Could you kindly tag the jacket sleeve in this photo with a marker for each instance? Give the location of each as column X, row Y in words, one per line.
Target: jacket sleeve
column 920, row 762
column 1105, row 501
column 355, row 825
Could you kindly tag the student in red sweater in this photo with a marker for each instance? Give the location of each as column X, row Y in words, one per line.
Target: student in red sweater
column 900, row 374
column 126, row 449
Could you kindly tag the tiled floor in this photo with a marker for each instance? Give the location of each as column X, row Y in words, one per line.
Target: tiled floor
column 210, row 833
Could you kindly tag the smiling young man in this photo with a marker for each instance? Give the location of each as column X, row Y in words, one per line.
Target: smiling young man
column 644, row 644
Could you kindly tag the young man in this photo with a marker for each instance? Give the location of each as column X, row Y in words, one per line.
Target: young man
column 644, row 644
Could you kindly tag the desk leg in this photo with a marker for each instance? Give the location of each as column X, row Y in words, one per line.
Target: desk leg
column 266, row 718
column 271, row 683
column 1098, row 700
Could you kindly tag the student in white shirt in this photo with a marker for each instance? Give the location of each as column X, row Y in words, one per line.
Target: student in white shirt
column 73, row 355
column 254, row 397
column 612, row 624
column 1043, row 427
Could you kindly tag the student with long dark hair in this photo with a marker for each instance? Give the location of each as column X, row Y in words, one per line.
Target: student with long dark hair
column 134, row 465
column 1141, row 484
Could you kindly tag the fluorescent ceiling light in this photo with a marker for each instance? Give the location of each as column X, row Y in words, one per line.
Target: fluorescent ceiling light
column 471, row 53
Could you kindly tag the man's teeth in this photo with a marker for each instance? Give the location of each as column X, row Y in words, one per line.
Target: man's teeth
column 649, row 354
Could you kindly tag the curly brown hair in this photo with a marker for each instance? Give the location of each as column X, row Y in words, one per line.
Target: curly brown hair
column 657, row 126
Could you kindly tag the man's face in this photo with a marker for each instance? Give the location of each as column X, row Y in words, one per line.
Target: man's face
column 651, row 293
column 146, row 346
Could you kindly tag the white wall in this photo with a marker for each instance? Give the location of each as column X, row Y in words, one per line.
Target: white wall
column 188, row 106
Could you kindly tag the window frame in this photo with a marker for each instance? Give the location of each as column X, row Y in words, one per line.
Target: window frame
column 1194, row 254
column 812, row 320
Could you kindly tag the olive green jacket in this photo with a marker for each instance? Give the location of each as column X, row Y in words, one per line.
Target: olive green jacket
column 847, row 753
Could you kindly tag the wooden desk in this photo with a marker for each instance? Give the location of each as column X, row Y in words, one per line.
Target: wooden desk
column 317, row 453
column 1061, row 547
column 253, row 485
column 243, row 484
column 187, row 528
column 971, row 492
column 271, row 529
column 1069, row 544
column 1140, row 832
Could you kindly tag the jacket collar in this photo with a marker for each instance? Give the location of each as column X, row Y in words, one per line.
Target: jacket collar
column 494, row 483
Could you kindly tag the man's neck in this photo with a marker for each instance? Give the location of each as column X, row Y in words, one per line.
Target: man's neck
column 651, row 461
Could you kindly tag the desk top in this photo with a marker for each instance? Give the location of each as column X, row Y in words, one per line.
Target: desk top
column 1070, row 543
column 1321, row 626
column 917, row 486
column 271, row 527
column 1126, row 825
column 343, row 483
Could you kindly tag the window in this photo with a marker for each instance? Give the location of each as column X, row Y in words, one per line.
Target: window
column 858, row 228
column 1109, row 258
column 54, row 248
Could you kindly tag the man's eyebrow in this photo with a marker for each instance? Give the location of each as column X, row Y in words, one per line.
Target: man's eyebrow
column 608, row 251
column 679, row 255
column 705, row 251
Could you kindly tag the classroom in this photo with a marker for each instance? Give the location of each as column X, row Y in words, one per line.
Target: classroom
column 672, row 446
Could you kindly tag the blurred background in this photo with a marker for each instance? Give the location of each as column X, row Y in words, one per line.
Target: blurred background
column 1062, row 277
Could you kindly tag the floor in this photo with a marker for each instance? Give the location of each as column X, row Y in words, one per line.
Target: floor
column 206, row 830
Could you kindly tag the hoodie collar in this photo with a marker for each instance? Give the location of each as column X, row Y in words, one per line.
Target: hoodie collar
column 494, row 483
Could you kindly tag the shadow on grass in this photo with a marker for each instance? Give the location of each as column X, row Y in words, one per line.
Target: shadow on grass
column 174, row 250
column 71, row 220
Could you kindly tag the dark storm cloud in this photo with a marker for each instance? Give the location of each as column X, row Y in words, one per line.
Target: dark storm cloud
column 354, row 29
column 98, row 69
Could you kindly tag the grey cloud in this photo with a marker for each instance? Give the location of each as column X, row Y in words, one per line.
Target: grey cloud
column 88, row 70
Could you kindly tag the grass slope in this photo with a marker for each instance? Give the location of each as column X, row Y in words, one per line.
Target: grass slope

☆ ☆ ☆ ☆ ☆ ☆ ☆

*The request*. Switch every "student" to "pupil" in the part of the items that opens with the first line and closes with the line containing "column 1141, row 484". Write that part out again with nothing else changed.

*Task solution*.
Could you kindly tag the jacket sleeve in this photo with a marker for each instance? Give the location of each as column X, row Y in words, one per line.
Target: jacket sleeve
column 920, row 762
column 1105, row 501
column 355, row 825
Could you kindly tag the pupil in red sweater in this photo with a marker for each instance? Give the location of each as column X, row Y in words, one per line.
Target: pupil in red sweater
column 900, row 374
column 126, row 449
Could you kindly tag the tiled floor in this photo with a marker for each instance? Give the location of each as column X, row Y in words, one per line.
Target: tiled floor
column 210, row 833
Could you kindly tag the smiling young man in this photo with a marker for each instance? Give the location of each as column X, row Y in words, one per line.
Target: smiling young man
column 644, row 644
Could you kindly tag the young man in this photo with a marker for each instance? Give the location of each as column X, row Y in words, one per line.
Target: young man
column 644, row 644
Could you kindly tag the desk leg in this photo with a marker for each instance? Give the location of each as column X, row Y in words, one per line.
Target: desk leg
column 266, row 718
column 271, row 683
column 1098, row 700
Could you kindly tag the pupil in white shirt in this photo with a marker for each instance? Give the location of each as column X, row Y in words, one per line.
Target: pupil in white shirt
column 73, row 355
column 254, row 397
column 612, row 624
column 1043, row 427
Could you kindly tag the pupil with long dark hair in this photo with a marker for each instance? Give the location of each as column X, row Y in words, one per line.
Target: pupil with long dark hair
column 134, row 465
column 1141, row 484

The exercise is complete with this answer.